§ 练习题目 1: 从关于索引块分割的摘录中原样摘出一段文字,从含有“如果这个时候其他会话也要修改这个索引块的数据,那么将会出现索引块的竞争。(enq: TX- index”的那句开始,到“procedure successfully completed.”为止。

§ 所给摘录:
---*---

可以认为一个session在向一个索引块中执行插入时产生了索引块的split,而其它的session也要往该索引块中插入数据,此时,其它session必须要等待split完成,由此引发了该等待事件。
当事务修改索引中的数据时,而相关索引块没有足够的空间的时候,就会发生索引块的分割,在分割的过程中前台进程需要等待分割完毕才能继续操作。
如果这个时候其他会话也要修改这个索引块的数据,那么将会出现索引块的竞争。(enq: TX- index contention).一般索引块的分割持有资源和释放非常短,并不会对数据库造成严重的影响。但是对表操作并发量很大的情况下可能导致严重的竞争。
1.创建测试表
SQL> CREATE TABLE TEST(ID INT,NAME VARCHAR2(50),CREATED DATE);
Table created.
SQL> BEGIN
2 FOR I IN 10000 .. 20000 LOOP
3 INSERT INTO TEST VALUES (I, RPAD(I, 50, 'X'), SYSDATE);
4 END LOOP;
5 END;
6 /
PL/SQL procedure successfully completed.
SQL> commit;
Commit complete.

---*---

§ 所给数据:
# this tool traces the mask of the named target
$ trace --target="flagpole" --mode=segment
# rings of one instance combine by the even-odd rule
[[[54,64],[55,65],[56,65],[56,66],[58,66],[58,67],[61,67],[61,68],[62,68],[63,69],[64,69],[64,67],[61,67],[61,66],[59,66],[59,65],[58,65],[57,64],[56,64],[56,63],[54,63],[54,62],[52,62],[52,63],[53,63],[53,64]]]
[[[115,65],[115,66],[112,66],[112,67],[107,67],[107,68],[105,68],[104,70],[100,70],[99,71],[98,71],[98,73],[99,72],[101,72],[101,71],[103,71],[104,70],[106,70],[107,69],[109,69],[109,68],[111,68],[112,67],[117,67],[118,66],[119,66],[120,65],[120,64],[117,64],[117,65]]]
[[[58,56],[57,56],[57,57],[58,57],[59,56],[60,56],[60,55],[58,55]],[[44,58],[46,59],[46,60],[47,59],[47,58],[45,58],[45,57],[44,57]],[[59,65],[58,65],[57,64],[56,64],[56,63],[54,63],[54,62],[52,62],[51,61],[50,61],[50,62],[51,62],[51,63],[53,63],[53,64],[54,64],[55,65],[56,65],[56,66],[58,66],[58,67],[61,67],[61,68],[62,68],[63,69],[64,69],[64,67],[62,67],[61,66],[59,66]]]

---*---

§ 练习题目 2: 请把上面全部记录逐行转换成一个JSON字符串列表,每一行对应一个字符串,空行不计入。

§ 参考解答 1:
如果这个时候其他会话也要修改这个索引块的数据,那么将会出现索引块的竞争。(enq: TX- index contention).一般索引块的分割持有资源和释放非常短,并不会对数据库造成严重的影响。但是对表操作并发量很大的情况下可能导致严重的竞争。
1.创建测试表
SQL> CREATE TABLE TEST(ID INT,NAME VARCHAR2(50),CREATED DATE);
Table created.
SQL> BEGIN
2 FOR I IN 10000 .. 20000 LOOP
3 INSERT INTO TEST VALUES (I, RPAD(I, 50, 'X'), SYSDATE);
4 END LOOP;
5 END;
6 /
PL/SQL procedure successfully completed.

§ 参考解答 2:
[
  "# this tool traces the mask of the named target",
  "$ trace --target=\"flagpole\" --mode=segment",
  "# rings of one instance combine by the even-odd rule",
  "[[[54,64],[55,65],[56,65],[56,66],[58,66],[58,67],[61,67],[61,68],[62,68],[63,69],[64,69],[64,67],[61,67],[61,66],[59,66],[59,65],[58,65],[57,64],[56,64],[56,63],[54,63],[54,62],[52,62],[52,63],[53,63],[53,64]]]",
  "[[[115,65],[115,66],[112,66],[112,67],[107,67],[107,68],[105,68],[104,70],[100,70],[99,71],[98,71],[98,73],[99,72],[101,72],[101,71],[103,71],[104,70],[106,70],[107,69],[109,69],[109,68],[111,68],[112,67],[117,67],[118,66],[119,66],[120,65],[120,64],[117,64],[117,65]]]",
  "[[[58,56],[57,56],[57,57],[58,57],[59,56],[60,56],[60,55],[58,55]],[[44,58],[46,59],[46,60],[47,59],[47,58],[45,58],[45,57],[44,57]],[[59,65],[58,65],[57,64],[56,64],[56,63],[54,63],[54,62],[52,62],[51,61],[50,61],[50,62],[51,62],[51,63],[53,63],[53,64],[54,64],[55,65],[56,65],[56,66],[58,66],[58,67],[61,67],[61,68],[62,68],[63,69],[64,69],[64,67],[62,67],[61,66],[59,66]]]"
]